= What to work on =
Arrange the records below as a Markdown table with the columns "No." and "Text", numbering each row and omitting blank lines. Include only the lines from the one containing "of the blue" through the end of the records, inclusive.

--- Start ---

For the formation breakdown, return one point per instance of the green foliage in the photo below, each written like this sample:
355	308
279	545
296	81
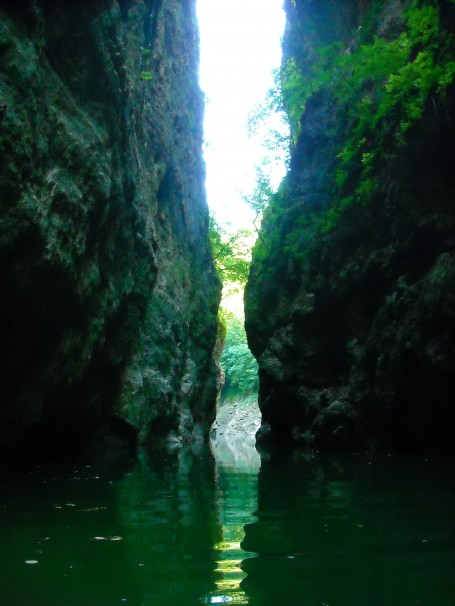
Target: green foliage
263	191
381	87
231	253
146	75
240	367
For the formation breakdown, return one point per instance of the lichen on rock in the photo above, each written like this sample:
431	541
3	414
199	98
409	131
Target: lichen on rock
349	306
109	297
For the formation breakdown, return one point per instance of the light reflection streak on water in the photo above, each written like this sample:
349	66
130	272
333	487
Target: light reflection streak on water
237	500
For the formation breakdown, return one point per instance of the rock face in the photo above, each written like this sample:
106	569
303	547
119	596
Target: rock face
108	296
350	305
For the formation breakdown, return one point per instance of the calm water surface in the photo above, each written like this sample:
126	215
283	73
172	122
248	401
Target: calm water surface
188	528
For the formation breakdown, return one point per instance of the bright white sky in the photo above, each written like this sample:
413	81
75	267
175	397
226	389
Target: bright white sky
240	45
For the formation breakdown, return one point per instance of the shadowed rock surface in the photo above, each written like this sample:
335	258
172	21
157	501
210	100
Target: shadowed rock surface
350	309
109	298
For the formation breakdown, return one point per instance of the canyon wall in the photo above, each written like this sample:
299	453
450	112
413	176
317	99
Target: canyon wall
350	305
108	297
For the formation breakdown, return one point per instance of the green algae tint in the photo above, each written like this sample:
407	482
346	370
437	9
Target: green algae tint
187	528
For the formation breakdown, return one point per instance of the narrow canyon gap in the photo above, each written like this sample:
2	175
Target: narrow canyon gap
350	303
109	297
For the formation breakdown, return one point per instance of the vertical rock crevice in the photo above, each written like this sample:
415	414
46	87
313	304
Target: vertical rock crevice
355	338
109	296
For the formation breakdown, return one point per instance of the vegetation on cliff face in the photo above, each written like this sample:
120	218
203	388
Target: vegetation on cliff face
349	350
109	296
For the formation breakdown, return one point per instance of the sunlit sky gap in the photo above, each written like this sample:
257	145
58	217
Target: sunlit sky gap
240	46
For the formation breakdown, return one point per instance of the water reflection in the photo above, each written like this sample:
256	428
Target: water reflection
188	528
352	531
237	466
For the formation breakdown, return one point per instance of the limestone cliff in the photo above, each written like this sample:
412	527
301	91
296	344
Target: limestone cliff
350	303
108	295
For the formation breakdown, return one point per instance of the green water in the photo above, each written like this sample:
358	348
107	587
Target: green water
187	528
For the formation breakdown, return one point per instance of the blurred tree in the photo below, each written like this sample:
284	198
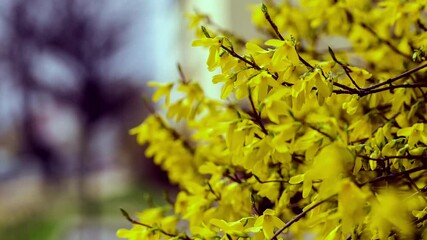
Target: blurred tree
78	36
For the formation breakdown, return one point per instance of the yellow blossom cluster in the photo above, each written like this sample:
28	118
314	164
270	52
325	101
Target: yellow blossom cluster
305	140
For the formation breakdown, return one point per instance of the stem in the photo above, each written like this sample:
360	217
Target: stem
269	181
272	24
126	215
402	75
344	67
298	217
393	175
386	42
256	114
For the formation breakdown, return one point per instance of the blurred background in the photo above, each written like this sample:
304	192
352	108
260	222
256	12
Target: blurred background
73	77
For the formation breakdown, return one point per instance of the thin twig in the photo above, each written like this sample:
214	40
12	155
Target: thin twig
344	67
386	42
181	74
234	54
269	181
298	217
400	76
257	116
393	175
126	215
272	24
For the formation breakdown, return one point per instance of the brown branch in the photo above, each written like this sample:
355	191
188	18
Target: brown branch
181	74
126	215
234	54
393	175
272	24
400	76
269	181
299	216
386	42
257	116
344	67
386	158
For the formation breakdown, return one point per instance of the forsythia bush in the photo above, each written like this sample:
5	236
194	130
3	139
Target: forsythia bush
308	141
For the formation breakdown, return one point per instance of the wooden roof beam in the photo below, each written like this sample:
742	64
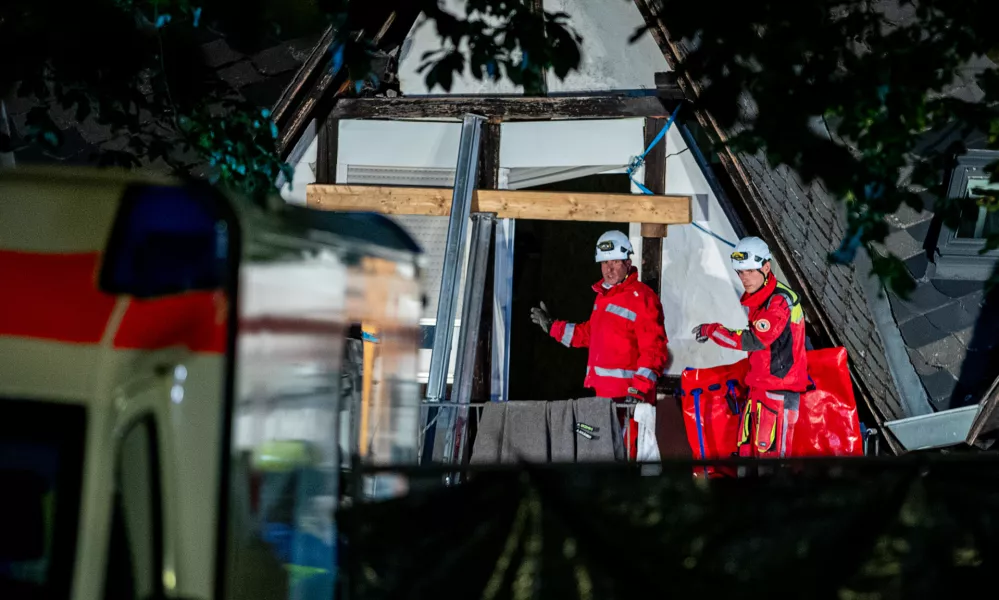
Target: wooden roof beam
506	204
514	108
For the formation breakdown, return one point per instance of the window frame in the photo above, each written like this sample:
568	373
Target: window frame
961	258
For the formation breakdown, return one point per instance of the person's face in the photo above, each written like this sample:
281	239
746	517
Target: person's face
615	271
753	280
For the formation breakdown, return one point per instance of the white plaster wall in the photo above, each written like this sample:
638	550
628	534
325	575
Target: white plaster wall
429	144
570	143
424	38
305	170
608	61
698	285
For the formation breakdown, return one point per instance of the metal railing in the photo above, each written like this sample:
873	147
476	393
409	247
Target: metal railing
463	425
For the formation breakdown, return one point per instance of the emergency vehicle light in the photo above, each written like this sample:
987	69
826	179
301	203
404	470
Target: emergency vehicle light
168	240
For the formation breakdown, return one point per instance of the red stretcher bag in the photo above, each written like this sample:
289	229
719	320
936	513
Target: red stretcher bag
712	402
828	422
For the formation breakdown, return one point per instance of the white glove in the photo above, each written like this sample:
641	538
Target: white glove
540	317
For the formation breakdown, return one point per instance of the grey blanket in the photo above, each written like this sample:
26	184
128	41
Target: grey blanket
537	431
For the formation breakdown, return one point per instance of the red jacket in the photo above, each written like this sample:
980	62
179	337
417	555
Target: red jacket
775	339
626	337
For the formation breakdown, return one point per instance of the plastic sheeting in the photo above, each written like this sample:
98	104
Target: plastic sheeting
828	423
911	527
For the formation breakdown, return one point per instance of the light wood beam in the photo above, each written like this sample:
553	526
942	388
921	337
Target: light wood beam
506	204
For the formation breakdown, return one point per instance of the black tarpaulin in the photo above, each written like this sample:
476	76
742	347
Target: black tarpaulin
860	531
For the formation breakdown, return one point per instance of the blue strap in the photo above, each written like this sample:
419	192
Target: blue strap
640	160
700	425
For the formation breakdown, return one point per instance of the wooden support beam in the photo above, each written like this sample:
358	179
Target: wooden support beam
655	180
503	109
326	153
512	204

--- End ---

= Written answer =
| No. | Text |
|---|---|
| 1 | For the formation breakdown, return one point per instance of the blue strap in the photo above, each written like this sample: |
| 2 | 419	192 |
| 3 | Target: blue strap |
| 4 | 640	160 |
| 5 | 700	425 |
| 6 | For the formation breakdown, return one point per instance of the wooden support beam in the photo above, each written like this sample: |
| 7 | 358	179 |
| 8 | Target: wooden support beam |
| 9 | 655	180 |
| 10 | 503	109 |
| 11 | 326	153 |
| 12 | 512	204 |